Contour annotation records
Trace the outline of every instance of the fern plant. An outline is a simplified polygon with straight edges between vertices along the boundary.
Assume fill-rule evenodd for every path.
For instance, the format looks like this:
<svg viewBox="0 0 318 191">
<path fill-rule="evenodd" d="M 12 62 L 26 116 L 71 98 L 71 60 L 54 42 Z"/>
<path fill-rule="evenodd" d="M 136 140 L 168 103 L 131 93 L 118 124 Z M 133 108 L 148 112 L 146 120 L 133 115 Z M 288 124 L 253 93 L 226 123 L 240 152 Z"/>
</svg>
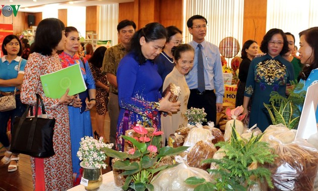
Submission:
...
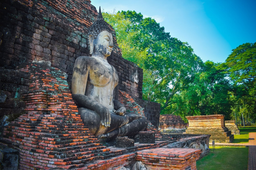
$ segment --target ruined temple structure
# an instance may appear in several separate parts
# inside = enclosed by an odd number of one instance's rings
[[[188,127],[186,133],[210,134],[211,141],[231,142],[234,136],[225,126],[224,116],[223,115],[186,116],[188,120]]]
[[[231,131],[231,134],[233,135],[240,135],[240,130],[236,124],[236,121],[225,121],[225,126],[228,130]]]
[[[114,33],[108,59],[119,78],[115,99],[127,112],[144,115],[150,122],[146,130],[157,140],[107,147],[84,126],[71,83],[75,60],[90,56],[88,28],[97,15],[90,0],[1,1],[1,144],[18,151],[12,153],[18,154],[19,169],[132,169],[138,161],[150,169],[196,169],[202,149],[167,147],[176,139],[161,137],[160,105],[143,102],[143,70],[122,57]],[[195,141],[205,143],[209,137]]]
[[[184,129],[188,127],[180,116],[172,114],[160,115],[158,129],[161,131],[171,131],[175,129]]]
--
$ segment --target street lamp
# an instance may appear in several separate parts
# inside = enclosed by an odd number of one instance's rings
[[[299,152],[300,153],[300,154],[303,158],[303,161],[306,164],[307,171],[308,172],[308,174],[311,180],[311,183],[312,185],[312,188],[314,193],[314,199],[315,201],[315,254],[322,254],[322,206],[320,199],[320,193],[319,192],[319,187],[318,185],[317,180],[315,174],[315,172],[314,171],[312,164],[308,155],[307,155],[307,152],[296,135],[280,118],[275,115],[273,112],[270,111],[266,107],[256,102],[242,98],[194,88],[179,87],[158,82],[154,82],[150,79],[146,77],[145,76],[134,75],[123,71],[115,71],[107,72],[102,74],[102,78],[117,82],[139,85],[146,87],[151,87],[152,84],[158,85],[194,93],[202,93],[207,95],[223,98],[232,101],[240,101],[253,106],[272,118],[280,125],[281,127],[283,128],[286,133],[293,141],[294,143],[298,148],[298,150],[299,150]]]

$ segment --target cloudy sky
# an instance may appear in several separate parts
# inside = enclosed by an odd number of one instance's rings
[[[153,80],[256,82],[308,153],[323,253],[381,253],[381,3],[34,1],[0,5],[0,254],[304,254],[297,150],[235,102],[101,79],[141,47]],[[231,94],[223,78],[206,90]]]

* **Your task**
Gather every line in the items above that contains the string "target". Case counts.

* **Full answer**
$ segment --target ruined temple structure
$ segment --target street lamp
$ segment --target cloudy sky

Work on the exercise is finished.